_DESCRIPTION OF THE TASK_
Extract, exactly as written, all lines of the material below from the line that includes "Readme: the locator spots each instance of the window" through its last line.

--- Start of DATA SUPPLIED ---

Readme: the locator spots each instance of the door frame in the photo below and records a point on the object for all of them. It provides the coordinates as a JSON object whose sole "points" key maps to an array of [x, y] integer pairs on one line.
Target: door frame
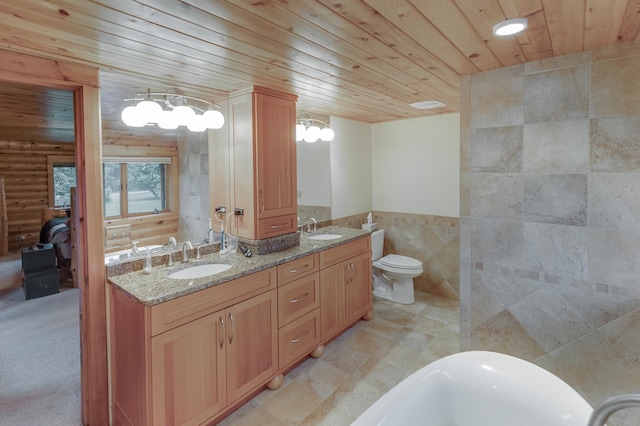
{"points": [[88, 221]]}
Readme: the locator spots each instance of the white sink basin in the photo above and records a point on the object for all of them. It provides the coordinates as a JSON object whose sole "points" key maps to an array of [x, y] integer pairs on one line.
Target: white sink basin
{"points": [[325, 237], [200, 271]]}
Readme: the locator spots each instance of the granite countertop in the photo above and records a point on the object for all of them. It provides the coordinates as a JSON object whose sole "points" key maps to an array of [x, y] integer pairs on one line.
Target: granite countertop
{"points": [[156, 287]]}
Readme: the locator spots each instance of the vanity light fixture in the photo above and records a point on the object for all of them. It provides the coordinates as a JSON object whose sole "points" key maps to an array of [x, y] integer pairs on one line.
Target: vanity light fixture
{"points": [[308, 130], [148, 108], [510, 27]]}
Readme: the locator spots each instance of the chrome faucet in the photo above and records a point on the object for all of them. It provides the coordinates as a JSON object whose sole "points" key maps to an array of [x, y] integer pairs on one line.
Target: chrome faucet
{"points": [[314, 225], [185, 254], [172, 243], [610, 405]]}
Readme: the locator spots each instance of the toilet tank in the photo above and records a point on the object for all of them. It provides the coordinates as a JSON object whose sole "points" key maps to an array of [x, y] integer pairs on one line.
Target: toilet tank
{"points": [[377, 244]]}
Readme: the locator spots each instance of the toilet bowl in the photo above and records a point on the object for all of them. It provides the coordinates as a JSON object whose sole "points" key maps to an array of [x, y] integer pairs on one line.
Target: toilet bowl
{"points": [[393, 274]]}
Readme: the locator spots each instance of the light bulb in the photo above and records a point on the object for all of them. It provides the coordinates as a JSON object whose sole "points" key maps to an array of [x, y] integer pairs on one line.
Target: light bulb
{"points": [[131, 117], [312, 134], [197, 123], [149, 110], [327, 134], [183, 114], [167, 120], [213, 119], [300, 131]]}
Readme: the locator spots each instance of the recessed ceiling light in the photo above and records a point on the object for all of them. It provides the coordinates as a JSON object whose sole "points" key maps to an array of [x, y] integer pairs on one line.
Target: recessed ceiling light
{"points": [[510, 27], [427, 104]]}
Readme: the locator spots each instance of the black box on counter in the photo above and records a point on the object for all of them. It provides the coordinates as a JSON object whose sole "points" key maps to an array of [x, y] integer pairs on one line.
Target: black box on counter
{"points": [[40, 285]]}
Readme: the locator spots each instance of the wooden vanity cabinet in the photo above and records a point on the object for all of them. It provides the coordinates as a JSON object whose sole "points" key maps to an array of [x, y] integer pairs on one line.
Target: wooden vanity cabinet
{"points": [[345, 286], [184, 361], [298, 309], [262, 173]]}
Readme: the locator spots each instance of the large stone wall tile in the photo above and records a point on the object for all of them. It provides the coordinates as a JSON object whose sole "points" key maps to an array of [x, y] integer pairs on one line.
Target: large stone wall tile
{"points": [[597, 367], [557, 95], [465, 194], [623, 334], [498, 103], [556, 147], [556, 249], [615, 144], [549, 319], [498, 242], [496, 150], [508, 288], [497, 196], [597, 307], [465, 238], [614, 257], [614, 201], [558, 199], [484, 303], [615, 88], [503, 333]]}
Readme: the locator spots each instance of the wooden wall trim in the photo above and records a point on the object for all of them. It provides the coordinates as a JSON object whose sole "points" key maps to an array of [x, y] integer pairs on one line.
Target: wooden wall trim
{"points": [[4, 226], [23, 68]]}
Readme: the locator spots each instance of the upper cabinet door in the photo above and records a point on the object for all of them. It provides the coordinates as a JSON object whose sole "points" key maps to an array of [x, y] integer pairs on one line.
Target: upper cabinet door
{"points": [[276, 189]]}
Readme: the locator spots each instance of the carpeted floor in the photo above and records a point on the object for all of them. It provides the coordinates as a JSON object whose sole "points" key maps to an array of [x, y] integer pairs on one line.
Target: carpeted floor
{"points": [[40, 359]]}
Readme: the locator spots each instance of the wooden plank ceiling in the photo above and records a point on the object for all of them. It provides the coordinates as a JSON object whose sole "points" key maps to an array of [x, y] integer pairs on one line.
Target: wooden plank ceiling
{"points": [[365, 60]]}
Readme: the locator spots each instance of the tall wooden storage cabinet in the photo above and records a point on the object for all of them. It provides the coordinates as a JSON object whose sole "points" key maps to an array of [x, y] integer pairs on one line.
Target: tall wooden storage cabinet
{"points": [[261, 176]]}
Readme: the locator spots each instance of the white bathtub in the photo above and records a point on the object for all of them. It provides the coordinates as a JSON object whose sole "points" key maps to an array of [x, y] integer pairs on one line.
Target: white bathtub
{"points": [[479, 388]]}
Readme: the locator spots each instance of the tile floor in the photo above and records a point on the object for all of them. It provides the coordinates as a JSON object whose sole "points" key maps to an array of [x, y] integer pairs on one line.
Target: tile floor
{"points": [[359, 366]]}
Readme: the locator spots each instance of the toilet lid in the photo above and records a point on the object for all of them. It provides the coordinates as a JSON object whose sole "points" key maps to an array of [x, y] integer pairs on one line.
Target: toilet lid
{"points": [[400, 262]]}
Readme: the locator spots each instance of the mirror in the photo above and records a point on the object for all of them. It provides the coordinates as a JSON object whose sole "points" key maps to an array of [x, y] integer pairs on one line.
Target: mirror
{"points": [[314, 181]]}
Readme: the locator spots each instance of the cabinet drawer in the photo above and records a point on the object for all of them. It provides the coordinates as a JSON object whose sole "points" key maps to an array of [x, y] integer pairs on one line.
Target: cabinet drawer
{"points": [[344, 252], [279, 225], [295, 269], [299, 338], [173, 313], [298, 298]]}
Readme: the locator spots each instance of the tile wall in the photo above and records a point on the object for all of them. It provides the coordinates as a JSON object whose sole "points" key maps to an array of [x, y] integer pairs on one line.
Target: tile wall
{"points": [[193, 152], [434, 240], [550, 217]]}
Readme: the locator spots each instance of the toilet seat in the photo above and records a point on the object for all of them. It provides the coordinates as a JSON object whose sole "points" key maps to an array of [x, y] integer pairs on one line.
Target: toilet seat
{"points": [[400, 262]]}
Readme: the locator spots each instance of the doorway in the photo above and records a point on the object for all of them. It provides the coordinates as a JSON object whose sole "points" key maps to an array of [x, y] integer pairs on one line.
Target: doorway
{"points": [[82, 81]]}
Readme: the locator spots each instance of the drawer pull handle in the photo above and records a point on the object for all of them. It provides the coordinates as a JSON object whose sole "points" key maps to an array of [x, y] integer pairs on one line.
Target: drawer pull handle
{"points": [[302, 268], [296, 340], [222, 333], [300, 299]]}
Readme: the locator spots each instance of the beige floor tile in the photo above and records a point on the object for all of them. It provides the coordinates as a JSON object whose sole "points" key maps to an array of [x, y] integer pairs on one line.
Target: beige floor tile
{"points": [[366, 342], [354, 396], [345, 358], [327, 414], [382, 327], [252, 417], [359, 366], [380, 373], [292, 404], [321, 378]]}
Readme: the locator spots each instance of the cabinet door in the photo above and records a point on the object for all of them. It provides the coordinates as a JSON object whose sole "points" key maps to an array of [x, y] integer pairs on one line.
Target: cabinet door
{"points": [[333, 304], [252, 343], [188, 372], [276, 157], [359, 291]]}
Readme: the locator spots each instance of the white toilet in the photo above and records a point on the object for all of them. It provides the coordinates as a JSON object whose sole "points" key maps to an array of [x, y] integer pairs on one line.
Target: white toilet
{"points": [[393, 274]]}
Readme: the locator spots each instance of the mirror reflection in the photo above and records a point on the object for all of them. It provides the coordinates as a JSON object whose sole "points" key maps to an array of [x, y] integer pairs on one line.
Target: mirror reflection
{"points": [[314, 181]]}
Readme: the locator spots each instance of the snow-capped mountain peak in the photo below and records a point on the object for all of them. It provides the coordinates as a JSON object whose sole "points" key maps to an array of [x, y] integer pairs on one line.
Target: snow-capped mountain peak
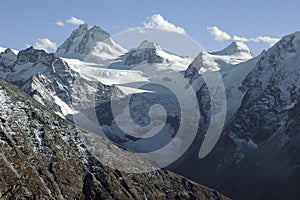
{"points": [[235, 49], [7, 58], [149, 45], [90, 44]]}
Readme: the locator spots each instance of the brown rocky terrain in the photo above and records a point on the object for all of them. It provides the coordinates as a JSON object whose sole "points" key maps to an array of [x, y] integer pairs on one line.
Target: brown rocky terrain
{"points": [[43, 157]]}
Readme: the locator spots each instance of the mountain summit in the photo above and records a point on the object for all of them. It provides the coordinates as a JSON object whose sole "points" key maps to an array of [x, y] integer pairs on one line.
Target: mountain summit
{"points": [[90, 44], [235, 48]]}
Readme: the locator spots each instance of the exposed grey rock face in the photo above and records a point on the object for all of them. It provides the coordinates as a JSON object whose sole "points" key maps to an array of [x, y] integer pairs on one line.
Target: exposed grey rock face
{"points": [[90, 44], [53, 83], [43, 157], [145, 52], [254, 159]]}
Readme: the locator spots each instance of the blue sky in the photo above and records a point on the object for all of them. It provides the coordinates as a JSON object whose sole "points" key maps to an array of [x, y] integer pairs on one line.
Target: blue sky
{"points": [[24, 22]]}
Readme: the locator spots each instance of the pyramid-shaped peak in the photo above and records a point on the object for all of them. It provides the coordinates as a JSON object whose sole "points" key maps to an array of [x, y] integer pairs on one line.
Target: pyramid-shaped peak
{"points": [[84, 26], [235, 48], [149, 45]]}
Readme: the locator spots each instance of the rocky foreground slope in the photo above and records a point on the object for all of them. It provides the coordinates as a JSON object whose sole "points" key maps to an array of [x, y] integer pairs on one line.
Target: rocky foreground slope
{"points": [[43, 157]]}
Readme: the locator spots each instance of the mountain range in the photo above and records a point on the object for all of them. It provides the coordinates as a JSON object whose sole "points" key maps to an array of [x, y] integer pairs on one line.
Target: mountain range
{"points": [[256, 154]]}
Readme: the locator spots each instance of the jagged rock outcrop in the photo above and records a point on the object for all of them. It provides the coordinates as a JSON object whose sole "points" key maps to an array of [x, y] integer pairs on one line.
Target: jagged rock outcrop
{"points": [[43, 157]]}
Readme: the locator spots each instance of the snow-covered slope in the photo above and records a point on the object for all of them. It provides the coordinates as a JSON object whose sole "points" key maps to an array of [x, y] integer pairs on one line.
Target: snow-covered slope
{"points": [[45, 157], [51, 81], [252, 158], [90, 44]]}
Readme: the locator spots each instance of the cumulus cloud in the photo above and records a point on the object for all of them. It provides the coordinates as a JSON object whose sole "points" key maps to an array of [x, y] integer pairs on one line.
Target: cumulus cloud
{"points": [[218, 34], [45, 44], [59, 23], [75, 21], [72, 20], [157, 21], [265, 39], [240, 39]]}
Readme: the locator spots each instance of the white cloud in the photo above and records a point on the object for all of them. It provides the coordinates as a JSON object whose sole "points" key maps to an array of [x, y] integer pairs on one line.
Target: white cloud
{"points": [[59, 23], [218, 34], [265, 39], [157, 21], [75, 21], [45, 44], [240, 39]]}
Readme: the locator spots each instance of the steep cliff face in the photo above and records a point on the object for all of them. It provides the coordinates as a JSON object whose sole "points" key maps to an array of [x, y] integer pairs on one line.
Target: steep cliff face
{"points": [[43, 157], [256, 153], [90, 44]]}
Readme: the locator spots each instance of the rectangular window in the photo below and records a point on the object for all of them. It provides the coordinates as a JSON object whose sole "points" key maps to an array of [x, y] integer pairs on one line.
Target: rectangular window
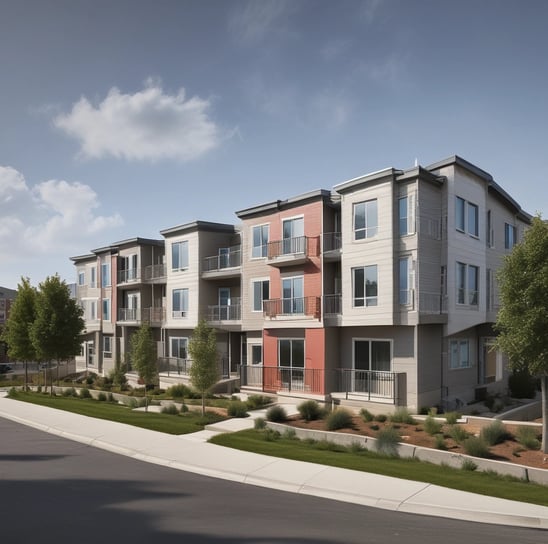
{"points": [[365, 220], [105, 275], [179, 255], [509, 236], [467, 284], [466, 217], [365, 286], [260, 241], [106, 309], [459, 354], [261, 292], [180, 303], [406, 209]]}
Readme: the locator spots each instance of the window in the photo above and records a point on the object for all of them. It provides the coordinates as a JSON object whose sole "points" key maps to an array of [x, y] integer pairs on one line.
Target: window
{"points": [[406, 209], [509, 236], [178, 347], [261, 292], [406, 281], [105, 275], [373, 355], [107, 347], [365, 220], [260, 241], [106, 309], [179, 255], [180, 302], [466, 217], [365, 287], [467, 284], [459, 354]]}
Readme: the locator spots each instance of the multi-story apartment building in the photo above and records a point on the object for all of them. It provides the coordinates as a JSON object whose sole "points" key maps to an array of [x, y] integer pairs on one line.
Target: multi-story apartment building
{"points": [[380, 290]]}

--- End of DATA SUPPLIED ---

_TASK OUTPUT_
Readme: the locator spots each instance of the window in the photo above and records a point on the object for all of them. It provides the coordinates as a JSON object whose sole "points" key maps to an array of [x, y] integer pairs on one line.
Target: window
{"points": [[406, 209], [509, 236], [178, 347], [261, 292], [406, 281], [105, 275], [373, 355], [107, 347], [365, 220], [260, 241], [106, 309], [179, 255], [180, 302], [466, 217], [365, 287], [467, 284], [459, 354]]}
Readme: the locator spots each instance of the multi-story apartment building in the photo above and records a point on the object for all of them. It provides the coordinates as a JSON object whose sole "points" key maps to an array of [x, y] integer pairs on one line.
Target: multi-story apartment building
{"points": [[380, 290]]}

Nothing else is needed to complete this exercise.